[[ Data to examine open ]]

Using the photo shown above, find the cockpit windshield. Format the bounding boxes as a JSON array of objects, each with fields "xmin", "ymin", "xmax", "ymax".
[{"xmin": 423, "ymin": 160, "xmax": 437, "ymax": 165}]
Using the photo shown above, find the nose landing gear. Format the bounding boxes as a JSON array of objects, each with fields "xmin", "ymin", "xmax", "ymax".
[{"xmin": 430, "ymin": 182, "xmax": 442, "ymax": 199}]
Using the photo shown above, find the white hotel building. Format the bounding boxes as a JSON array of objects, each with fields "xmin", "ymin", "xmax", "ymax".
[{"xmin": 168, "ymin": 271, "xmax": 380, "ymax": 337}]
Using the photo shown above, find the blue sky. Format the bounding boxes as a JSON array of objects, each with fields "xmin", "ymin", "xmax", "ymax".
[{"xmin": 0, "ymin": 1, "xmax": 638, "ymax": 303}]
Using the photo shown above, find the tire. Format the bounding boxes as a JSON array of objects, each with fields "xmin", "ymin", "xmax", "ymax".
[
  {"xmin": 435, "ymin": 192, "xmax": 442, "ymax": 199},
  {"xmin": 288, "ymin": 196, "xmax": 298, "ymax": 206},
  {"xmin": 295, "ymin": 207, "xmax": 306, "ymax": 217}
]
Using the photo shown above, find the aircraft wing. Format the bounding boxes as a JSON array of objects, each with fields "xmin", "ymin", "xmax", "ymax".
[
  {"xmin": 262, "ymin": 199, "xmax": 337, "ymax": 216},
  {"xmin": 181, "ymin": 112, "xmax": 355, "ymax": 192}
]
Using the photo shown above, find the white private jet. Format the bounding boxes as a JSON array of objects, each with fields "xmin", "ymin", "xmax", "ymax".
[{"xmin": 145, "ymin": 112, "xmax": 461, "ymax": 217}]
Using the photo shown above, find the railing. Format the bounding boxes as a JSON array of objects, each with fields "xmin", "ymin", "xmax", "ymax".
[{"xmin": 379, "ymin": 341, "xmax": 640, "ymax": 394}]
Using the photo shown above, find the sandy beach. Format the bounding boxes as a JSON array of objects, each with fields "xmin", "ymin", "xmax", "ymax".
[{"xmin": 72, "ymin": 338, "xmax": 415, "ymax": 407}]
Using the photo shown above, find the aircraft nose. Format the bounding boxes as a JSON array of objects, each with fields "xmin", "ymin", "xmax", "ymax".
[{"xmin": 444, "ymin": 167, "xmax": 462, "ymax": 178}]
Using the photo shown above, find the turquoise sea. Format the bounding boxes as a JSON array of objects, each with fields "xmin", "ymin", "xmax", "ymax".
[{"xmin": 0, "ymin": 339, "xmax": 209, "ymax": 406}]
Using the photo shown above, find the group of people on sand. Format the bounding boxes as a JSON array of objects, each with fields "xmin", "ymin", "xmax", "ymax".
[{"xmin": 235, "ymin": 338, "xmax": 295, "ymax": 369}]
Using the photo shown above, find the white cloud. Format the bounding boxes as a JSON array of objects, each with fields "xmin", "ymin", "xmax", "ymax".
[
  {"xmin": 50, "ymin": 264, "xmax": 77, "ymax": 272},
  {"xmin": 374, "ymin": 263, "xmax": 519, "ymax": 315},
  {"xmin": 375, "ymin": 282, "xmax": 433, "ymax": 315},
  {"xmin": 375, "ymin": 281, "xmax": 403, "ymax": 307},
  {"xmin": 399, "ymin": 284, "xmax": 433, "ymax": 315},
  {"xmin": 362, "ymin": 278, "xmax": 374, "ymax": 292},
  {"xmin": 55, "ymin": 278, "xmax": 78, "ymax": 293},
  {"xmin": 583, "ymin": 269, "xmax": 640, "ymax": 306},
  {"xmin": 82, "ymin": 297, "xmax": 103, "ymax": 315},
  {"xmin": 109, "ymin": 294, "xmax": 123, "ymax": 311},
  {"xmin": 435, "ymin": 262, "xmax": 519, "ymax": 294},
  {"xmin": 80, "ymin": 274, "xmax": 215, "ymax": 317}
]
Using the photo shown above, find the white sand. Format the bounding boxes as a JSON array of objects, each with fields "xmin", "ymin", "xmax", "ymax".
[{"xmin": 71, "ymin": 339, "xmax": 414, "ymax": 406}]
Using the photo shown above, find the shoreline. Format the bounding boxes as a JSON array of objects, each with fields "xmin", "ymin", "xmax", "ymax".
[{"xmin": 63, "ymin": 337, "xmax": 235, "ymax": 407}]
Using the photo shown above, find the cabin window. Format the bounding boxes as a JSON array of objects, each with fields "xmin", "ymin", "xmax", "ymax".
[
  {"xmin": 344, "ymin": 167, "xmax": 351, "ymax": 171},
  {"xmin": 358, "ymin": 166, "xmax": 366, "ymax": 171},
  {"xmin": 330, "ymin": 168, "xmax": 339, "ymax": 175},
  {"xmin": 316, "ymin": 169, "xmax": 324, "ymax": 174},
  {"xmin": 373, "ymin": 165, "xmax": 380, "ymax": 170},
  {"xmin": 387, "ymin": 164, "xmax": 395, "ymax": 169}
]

[[ Data to examine closed ]]

#### Task description
Reproduce the records exactly as they appear.

#### Result
Using the photo shown above, find the cockpit windshield. Format the bounding boxes as a JSON array of objects, each with fields "xmin", "ymin", "xmax", "ymax".
[{"xmin": 423, "ymin": 160, "xmax": 437, "ymax": 165}]
Using the photo shown above, find the nose landing gear. Format the bounding boxes as a JSON array of objects, each with fields "xmin", "ymin", "xmax", "ymax".
[{"xmin": 430, "ymin": 182, "xmax": 442, "ymax": 199}]
Using the photo shown above, find the white hotel building. Format the bounding boxes as a JSON array of objects, each with fields "xmin", "ymin", "xmax", "ymax".
[{"xmin": 168, "ymin": 271, "xmax": 380, "ymax": 337}]
Using the photo shown above, find the blue sky. Format the bounding boxes as a JSON array of objects, each with fields "xmin", "ymin", "xmax", "ymax".
[{"xmin": 0, "ymin": 1, "xmax": 638, "ymax": 303}]
Using the photo shown above, find the tire. Format the bounding boxes as a JSON array of objects, each with fields "xmin", "ymin", "xmax", "ymax".
[
  {"xmin": 435, "ymin": 192, "xmax": 442, "ymax": 199},
  {"xmin": 288, "ymin": 196, "xmax": 298, "ymax": 206},
  {"xmin": 295, "ymin": 207, "xmax": 306, "ymax": 217}
]
Using the photo shown above, find the aircraft wing. Format the bounding boxes as a JSON array of objects, each with fields "xmin", "ymin", "xmax", "ymax".
[
  {"xmin": 262, "ymin": 199, "xmax": 337, "ymax": 216},
  {"xmin": 181, "ymin": 112, "xmax": 355, "ymax": 192}
]
Using the photo shown above, find the white private jet. Format the bounding boxes as a JSON array of objects, each with fields "xmin", "ymin", "xmax", "ymax".
[{"xmin": 145, "ymin": 112, "xmax": 461, "ymax": 217}]
Using the photo shown above, find the railing. Format the bounding boxes as a JSON array of objects, each with fields "xmin", "ymin", "xmax", "ymax".
[{"xmin": 379, "ymin": 341, "xmax": 640, "ymax": 394}]
Using the photo shown above, find the sandy beach. Format the bounding boxes as a JSON array of objects, each with fields "xmin", "ymin", "xmax", "ymax".
[{"xmin": 72, "ymin": 338, "xmax": 415, "ymax": 407}]
Using the photo shown above, find the aircraft nose. Format the bounding boxes as a JSON array of objects, each with fields "xmin", "ymin", "xmax", "ymax".
[{"xmin": 444, "ymin": 167, "xmax": 462, "ymax": 178}]
Using the photo shown above, find the turquoise sea. Format the bounding boxes as a JSON array of objects, each with fields "xmin", "ymin", "xmax", "ymax".
[{"xmin": 0, "ymin": 339, "xmax": 209, "ymax": 406}]
Using the photo shown above, find the group of people on sand. Format the bounding boxes as a JSON array of objects, each with fields "xmin", "ymin", "xmax", "ymax".
[{"xmin": 235, "ymin": 338, "xmax": 295, "ymax": 369}]
Using the photo shown above, find the white cloud. Format the bounding boxes as a JSON array of objects, each with fields "xmin", "ymin", "xmax", "ymax".
[
  {"xmin": 50, "ymin": 264, "xmax": 77, "ymax": 272},
  {"xmin": 374, "ymin": 263, "xmax": 519, "ymax": 315},
  {"xmin": 375, "ymin": 282, "xmax": 433, "ymax": 315},
  {"xmin": 375, "ymin": 281, "xmax": 403, "ymax": 307},
  {"xmin": 399, "ymin": 284, "xmax": 433, "ymax": 315},
  {"xmin": 362, "ymin": 278, "xmax": 374, "ymax": 292},
  {"xmin": 55, "ymin": 278, "xmax": 78, "ymax": 293},
  {"xmin": 583, "ymin": 269, "xmax": 640, "ymax": 306},
  {"xmin": 82, "ymin": 297, "xmax": 103, "ymax": 315},
  {"xmin": 109, "ymin": 294, "xmax": 123, "ymax": 311},
  {"xmin": 435, "ymin": 262, "xmax": 519, "ymax": 294},
  {"xmin": 80, "ymin": 274, "xmax": 215, "ymax": 317}
]
Using the photo shown above, find the white sand. Format the bounding boxes as a JSON array of objects, each with fields "xmin", "ymin", "xmax", "ymax".
[{"xmin": 71, "ymin": 339, "xmax": 414, "ymax": 406}]
Using the photo shown above, find the shoreline. Format the bounding boxes as a JSON array of objects, each with fields "xmin", "ymin", "xmax", "ymax".
[{"xmin": 63, "ymin": 337, "xmax": 235, "ymax": 407}]
Using the photo shown above, find the cabin window. Format the bounding boxes as a JSON array of objects, each with fields "xmin", "ymin", "xmax", "ymax".
[
  {"xmin": 344, "ymin": 167, "xmax": 351, "ymax": 171},
  {"xmin": 358, "ymin": 166, "xmax": 366, "ymax": 171},
  {"xmin": 330, "ymin": 168, "xmax": 339, "ymax": 175},
  {"xmin": 316, "ymin": 169, "xmax": 324, "ymax": 174},
  {"xmin": 373, "ymin": 165, "xmax": 380, "ymax": 170},
  {"xmin": 387, "ymin": 164, "xmax": 395, "ymax": 169}
]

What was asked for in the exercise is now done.